━━ Data records ━━

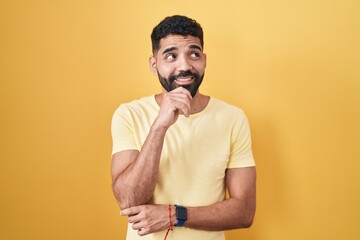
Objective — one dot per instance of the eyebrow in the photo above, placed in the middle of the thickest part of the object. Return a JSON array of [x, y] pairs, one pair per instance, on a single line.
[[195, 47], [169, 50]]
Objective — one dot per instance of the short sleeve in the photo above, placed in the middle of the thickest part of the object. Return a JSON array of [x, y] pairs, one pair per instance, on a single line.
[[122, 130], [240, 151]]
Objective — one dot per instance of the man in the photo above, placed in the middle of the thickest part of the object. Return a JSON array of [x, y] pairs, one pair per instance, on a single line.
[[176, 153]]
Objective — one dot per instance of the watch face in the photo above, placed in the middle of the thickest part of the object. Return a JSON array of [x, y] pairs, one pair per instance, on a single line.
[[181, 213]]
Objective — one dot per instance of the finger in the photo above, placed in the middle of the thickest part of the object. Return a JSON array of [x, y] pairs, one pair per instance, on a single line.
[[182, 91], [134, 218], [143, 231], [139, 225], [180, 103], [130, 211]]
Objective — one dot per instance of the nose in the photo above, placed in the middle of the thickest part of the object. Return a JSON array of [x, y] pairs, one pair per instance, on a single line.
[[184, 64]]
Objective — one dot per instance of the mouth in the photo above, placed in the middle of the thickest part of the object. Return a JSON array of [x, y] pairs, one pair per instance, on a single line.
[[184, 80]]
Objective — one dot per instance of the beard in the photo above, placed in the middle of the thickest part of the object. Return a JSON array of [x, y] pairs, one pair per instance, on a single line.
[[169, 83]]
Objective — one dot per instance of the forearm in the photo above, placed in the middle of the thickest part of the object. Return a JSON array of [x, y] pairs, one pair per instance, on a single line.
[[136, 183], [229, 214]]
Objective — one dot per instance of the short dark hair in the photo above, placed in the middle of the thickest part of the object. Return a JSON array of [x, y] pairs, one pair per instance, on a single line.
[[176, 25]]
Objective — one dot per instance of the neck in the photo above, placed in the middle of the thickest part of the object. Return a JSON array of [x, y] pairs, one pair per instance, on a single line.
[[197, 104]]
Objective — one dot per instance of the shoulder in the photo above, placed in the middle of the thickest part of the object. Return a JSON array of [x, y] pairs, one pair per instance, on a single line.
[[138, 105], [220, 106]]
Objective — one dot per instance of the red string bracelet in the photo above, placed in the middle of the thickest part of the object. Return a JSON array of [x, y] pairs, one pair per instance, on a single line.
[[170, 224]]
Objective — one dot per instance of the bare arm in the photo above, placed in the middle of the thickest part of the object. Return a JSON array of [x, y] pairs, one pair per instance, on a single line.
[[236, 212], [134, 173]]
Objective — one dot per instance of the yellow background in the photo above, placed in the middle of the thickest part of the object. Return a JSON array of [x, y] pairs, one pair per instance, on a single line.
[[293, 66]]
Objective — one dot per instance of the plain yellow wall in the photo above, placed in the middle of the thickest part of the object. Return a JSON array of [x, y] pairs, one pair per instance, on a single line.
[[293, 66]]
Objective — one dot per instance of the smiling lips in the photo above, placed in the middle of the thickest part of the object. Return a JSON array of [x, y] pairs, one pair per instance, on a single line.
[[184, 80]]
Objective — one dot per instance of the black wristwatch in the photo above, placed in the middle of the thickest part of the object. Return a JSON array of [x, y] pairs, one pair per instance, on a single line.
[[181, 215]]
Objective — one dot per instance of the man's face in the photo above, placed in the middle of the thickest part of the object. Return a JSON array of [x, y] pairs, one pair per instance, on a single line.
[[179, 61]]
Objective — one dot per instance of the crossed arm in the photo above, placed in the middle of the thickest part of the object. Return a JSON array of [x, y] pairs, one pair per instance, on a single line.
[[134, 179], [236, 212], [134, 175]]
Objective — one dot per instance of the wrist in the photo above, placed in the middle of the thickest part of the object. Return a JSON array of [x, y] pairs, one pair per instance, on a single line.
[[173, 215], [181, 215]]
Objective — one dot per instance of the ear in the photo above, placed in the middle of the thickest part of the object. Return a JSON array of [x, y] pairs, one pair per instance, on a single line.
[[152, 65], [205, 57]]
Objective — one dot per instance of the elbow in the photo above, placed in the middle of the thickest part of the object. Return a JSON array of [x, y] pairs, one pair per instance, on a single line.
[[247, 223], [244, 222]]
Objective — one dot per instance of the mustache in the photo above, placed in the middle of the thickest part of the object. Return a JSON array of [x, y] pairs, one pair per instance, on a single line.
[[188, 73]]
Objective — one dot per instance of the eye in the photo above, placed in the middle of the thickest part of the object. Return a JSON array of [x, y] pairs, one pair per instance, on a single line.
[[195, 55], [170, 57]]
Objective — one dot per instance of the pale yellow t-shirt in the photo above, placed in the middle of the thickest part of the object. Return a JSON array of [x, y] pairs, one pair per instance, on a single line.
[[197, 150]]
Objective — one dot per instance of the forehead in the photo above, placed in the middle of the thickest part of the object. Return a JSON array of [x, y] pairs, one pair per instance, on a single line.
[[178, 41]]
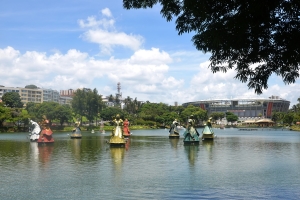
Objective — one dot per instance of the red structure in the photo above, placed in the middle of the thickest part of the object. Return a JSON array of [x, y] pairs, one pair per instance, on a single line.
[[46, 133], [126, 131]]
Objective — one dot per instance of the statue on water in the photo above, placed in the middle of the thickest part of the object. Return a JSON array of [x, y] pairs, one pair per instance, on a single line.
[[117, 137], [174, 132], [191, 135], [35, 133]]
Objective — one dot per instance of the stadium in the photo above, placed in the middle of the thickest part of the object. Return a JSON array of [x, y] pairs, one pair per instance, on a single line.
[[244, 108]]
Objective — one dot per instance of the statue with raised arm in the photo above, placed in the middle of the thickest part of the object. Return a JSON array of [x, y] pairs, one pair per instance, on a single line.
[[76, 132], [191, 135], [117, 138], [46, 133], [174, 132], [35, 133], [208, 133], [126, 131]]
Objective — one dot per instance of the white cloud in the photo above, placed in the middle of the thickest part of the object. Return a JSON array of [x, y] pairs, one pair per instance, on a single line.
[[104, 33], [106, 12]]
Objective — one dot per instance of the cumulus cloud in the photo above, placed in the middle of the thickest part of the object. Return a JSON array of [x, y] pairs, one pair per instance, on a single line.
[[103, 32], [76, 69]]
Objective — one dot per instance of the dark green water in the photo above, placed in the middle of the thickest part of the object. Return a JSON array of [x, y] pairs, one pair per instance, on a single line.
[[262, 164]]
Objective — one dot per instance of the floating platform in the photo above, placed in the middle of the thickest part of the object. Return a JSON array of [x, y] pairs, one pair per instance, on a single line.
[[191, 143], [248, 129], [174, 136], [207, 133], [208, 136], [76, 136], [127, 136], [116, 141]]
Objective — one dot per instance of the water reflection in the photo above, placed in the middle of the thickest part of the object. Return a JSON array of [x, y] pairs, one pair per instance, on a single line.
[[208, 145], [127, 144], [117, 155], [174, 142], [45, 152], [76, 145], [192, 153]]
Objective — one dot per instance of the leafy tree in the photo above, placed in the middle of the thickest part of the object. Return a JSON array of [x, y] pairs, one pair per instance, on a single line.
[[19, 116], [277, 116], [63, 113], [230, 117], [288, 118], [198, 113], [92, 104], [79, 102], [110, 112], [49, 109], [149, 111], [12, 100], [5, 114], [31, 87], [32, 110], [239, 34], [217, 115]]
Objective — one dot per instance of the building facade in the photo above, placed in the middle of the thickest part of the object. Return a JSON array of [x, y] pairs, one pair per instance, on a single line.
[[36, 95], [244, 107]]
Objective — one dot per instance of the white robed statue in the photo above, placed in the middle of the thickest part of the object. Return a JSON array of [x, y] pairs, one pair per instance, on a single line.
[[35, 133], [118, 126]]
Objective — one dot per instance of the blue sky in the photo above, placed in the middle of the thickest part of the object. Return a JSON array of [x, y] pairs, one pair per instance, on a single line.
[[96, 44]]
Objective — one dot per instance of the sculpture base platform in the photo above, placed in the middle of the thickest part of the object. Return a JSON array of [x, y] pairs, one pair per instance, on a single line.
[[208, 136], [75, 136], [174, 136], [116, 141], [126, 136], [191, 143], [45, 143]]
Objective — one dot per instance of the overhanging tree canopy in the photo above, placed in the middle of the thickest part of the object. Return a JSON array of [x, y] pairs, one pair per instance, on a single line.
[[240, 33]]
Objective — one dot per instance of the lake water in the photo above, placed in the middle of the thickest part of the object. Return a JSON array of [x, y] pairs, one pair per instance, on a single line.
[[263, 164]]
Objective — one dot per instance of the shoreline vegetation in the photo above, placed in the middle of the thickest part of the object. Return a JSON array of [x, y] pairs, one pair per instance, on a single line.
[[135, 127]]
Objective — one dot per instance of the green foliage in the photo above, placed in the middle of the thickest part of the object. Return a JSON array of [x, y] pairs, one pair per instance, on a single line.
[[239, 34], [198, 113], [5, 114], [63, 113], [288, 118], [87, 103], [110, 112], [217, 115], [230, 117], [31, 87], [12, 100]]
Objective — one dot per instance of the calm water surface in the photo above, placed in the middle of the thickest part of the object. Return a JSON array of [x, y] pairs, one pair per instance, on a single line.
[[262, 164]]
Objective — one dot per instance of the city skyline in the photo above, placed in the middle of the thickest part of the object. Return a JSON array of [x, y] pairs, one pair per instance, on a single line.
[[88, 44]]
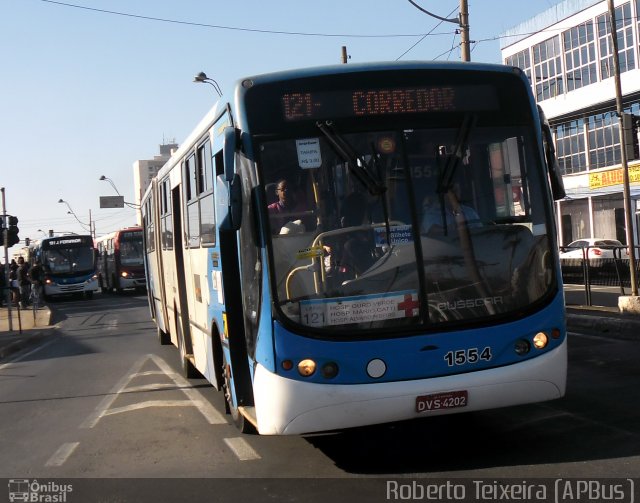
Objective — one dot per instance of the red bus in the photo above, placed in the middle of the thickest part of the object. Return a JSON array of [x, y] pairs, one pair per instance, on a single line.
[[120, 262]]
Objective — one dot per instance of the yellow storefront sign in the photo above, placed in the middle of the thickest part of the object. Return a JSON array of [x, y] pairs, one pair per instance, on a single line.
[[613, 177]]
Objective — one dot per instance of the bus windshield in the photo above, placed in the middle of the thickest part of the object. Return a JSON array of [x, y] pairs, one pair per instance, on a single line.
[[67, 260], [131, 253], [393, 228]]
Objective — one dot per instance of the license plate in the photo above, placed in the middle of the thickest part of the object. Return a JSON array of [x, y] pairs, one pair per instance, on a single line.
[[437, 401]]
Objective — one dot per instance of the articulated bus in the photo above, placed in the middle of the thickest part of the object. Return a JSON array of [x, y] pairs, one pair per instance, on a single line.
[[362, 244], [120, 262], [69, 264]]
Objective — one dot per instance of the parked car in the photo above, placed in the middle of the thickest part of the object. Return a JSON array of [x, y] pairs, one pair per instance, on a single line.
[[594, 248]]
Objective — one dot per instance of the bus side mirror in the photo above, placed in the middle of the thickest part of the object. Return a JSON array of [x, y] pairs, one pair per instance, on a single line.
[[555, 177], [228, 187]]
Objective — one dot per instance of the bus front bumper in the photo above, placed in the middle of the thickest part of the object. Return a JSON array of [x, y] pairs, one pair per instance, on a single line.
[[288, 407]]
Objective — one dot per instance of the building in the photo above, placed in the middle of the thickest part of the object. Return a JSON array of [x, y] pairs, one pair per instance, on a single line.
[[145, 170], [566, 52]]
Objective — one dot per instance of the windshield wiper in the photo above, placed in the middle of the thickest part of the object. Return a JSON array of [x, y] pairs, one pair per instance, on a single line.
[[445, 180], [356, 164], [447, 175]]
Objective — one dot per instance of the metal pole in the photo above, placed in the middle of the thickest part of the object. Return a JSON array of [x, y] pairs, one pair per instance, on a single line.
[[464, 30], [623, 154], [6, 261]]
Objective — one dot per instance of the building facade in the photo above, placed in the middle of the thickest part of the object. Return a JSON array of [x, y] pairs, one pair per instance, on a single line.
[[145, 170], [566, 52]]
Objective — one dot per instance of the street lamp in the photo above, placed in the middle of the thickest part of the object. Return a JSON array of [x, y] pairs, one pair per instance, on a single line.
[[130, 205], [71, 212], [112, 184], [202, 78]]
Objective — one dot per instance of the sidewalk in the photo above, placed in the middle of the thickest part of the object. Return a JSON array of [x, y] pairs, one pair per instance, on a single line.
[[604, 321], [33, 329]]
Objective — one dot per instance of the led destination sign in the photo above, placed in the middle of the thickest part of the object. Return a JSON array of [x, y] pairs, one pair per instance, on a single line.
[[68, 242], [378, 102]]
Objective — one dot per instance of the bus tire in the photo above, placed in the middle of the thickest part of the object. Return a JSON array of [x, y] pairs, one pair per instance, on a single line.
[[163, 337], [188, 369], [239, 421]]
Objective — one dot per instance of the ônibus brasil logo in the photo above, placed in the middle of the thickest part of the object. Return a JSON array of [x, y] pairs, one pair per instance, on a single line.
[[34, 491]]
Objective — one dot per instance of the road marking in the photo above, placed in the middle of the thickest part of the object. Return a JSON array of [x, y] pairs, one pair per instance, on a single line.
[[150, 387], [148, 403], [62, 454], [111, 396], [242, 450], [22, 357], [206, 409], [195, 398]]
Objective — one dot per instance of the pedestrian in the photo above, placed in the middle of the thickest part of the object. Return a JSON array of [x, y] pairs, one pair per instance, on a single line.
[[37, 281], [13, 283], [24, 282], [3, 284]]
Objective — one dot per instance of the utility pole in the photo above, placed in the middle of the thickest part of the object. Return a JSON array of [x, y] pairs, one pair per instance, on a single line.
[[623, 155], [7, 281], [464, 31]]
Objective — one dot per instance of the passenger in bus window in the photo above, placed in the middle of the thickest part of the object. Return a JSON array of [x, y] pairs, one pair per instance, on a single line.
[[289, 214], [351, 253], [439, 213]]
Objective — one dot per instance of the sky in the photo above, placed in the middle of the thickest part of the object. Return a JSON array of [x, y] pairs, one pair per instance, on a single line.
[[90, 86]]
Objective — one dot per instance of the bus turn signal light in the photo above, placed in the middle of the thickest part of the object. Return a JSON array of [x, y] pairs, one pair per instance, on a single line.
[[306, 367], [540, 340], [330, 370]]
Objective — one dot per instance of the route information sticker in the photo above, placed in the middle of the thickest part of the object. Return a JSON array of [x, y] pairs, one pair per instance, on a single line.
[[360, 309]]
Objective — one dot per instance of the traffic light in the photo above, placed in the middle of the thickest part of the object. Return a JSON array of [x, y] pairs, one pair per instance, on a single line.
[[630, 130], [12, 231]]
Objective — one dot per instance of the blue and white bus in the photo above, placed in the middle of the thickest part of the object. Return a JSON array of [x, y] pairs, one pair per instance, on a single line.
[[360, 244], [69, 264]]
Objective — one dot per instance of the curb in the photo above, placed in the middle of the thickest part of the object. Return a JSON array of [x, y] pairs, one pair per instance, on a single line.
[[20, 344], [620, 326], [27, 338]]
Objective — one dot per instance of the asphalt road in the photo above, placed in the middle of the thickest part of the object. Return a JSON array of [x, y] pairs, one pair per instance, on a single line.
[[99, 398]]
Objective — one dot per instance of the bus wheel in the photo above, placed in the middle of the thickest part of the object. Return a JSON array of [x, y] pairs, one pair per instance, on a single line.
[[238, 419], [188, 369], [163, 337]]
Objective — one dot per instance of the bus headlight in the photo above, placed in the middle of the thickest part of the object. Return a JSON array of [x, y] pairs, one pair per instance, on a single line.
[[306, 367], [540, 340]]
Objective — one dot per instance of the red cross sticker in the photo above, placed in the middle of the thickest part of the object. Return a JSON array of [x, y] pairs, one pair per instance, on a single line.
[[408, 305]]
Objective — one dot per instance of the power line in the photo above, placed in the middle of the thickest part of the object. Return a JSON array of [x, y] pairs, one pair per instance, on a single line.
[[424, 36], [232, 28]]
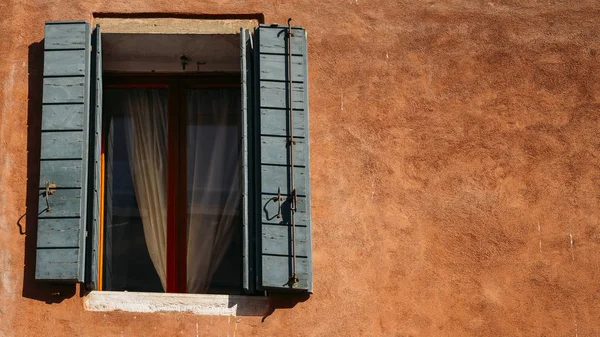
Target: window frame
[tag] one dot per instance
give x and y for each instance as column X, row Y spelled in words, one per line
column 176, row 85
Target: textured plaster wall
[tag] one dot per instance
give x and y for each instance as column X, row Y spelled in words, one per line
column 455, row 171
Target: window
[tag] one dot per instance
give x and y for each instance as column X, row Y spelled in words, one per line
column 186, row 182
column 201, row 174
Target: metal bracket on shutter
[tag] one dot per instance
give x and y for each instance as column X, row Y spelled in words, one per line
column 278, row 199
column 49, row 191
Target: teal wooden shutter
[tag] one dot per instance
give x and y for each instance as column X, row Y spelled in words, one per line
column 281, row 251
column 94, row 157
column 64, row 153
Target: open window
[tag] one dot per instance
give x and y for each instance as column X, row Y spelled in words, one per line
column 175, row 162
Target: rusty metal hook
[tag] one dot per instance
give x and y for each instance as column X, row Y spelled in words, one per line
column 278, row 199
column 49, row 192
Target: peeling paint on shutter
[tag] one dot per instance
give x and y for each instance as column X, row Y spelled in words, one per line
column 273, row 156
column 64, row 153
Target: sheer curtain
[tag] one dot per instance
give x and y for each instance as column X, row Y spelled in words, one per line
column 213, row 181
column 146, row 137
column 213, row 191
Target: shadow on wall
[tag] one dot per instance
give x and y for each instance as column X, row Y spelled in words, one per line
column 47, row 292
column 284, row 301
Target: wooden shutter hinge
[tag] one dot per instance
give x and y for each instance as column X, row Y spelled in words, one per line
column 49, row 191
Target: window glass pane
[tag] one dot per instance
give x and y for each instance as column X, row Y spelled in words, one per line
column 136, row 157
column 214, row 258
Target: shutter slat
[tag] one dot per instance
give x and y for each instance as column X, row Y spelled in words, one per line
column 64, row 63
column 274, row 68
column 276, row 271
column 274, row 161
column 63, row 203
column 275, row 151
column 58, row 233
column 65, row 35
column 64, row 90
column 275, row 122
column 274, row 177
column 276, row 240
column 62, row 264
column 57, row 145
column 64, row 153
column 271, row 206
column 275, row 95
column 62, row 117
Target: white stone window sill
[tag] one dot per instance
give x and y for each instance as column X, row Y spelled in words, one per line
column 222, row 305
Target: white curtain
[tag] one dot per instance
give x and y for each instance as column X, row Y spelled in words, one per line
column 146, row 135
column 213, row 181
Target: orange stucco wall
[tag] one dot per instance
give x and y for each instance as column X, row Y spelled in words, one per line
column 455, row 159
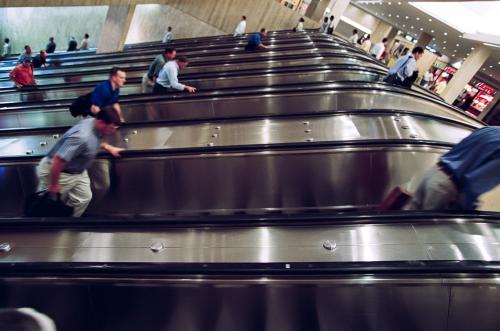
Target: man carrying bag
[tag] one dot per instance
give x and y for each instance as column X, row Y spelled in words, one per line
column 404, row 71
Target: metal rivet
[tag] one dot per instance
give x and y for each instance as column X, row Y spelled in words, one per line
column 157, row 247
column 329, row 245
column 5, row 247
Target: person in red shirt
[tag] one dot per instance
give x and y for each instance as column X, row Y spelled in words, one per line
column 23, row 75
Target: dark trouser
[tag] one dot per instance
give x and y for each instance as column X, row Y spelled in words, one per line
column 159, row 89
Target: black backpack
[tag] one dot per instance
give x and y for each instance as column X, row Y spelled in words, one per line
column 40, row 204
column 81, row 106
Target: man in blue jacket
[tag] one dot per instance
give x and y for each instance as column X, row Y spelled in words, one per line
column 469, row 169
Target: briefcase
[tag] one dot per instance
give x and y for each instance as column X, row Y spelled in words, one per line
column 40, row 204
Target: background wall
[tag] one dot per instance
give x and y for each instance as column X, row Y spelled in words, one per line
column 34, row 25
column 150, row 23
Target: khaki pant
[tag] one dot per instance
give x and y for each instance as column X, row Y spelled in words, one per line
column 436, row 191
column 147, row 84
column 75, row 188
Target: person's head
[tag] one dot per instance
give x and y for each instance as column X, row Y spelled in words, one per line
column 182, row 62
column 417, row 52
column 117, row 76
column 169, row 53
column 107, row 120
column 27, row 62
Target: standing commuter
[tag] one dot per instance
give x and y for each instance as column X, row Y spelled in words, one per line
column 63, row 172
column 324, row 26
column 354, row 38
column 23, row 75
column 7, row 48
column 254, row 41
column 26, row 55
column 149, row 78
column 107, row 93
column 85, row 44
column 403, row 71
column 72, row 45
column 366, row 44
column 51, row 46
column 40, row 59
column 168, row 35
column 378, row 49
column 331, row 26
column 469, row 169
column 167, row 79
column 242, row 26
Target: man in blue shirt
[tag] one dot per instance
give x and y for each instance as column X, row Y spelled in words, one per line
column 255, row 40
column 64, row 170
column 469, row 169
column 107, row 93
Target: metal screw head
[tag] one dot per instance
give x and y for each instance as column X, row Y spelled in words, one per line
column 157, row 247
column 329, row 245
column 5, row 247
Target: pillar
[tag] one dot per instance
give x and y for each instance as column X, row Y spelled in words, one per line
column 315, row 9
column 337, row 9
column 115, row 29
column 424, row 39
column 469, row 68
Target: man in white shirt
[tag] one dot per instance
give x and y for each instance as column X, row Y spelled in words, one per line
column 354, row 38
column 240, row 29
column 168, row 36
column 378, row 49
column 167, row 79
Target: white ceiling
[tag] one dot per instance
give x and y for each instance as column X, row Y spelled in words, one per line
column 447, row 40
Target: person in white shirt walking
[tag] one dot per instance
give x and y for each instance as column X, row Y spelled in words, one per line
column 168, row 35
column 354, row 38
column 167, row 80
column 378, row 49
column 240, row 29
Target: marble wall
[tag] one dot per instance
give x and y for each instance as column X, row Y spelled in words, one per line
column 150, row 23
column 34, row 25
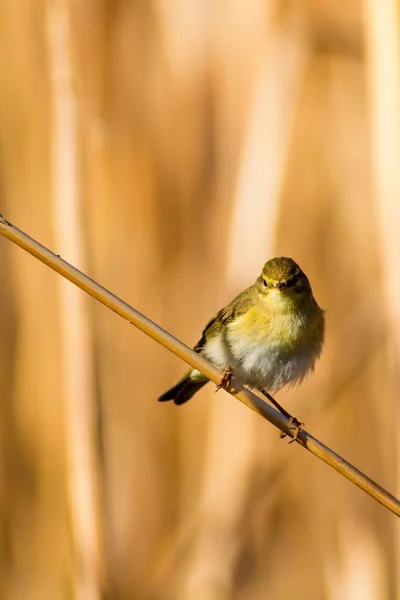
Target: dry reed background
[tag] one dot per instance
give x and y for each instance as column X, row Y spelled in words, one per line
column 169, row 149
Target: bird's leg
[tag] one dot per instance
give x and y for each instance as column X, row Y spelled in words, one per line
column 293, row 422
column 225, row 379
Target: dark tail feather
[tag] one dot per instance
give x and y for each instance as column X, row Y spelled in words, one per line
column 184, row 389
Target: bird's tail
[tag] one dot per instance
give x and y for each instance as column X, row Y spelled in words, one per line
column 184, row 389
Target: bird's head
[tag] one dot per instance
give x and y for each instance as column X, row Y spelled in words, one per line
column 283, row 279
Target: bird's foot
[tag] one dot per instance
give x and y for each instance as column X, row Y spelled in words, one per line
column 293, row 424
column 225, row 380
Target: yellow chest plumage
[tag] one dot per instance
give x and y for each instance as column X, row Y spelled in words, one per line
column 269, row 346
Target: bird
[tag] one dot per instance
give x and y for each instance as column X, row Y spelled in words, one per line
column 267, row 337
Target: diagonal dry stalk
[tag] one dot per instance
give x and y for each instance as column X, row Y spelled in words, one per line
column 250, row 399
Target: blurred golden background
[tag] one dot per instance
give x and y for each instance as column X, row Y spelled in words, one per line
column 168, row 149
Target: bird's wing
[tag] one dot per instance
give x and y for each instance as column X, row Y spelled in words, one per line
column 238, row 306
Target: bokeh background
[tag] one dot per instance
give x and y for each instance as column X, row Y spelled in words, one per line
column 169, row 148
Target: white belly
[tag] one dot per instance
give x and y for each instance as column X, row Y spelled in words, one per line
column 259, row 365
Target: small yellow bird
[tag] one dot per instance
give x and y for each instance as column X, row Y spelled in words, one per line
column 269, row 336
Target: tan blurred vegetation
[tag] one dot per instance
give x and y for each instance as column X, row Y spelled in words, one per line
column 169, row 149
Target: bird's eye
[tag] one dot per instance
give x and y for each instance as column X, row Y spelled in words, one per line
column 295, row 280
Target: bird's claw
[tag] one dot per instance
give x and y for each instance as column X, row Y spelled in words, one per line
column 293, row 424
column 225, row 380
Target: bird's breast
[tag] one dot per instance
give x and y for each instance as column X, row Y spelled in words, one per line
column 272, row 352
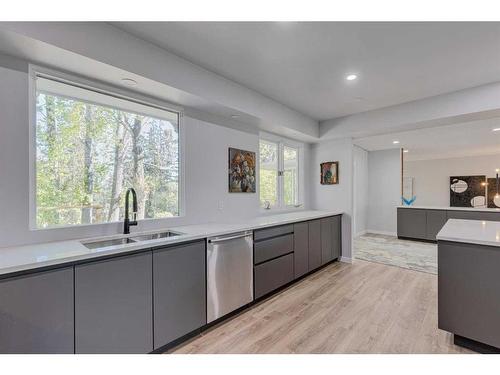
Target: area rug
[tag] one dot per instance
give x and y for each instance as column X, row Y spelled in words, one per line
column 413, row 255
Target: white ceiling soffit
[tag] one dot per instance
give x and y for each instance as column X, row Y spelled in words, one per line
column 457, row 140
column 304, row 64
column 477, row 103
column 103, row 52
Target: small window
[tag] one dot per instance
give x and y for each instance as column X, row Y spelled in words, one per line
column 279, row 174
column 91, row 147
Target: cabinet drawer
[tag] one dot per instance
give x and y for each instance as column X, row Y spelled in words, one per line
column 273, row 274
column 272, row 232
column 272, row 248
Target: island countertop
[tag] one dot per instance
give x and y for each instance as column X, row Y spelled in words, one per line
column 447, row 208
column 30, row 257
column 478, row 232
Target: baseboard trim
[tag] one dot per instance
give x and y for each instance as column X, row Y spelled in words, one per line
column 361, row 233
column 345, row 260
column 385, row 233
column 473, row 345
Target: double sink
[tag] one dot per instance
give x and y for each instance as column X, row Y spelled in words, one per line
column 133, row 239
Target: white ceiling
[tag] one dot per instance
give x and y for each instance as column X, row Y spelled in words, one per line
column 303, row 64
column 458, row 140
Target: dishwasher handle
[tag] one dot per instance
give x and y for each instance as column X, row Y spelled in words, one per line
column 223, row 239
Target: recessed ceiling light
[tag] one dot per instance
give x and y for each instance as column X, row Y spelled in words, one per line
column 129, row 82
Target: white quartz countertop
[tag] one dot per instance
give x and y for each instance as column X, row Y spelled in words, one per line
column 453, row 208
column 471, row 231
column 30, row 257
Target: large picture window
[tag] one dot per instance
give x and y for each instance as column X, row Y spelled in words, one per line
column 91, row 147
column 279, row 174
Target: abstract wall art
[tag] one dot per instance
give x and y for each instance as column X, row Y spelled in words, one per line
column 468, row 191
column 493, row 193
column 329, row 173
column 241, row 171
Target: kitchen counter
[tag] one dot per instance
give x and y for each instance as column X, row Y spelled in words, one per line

━━━

Action item:
If a line above holds the string "countertop", return it as it stands.

Task response:
Target: island countertop
Target: white quartz countertop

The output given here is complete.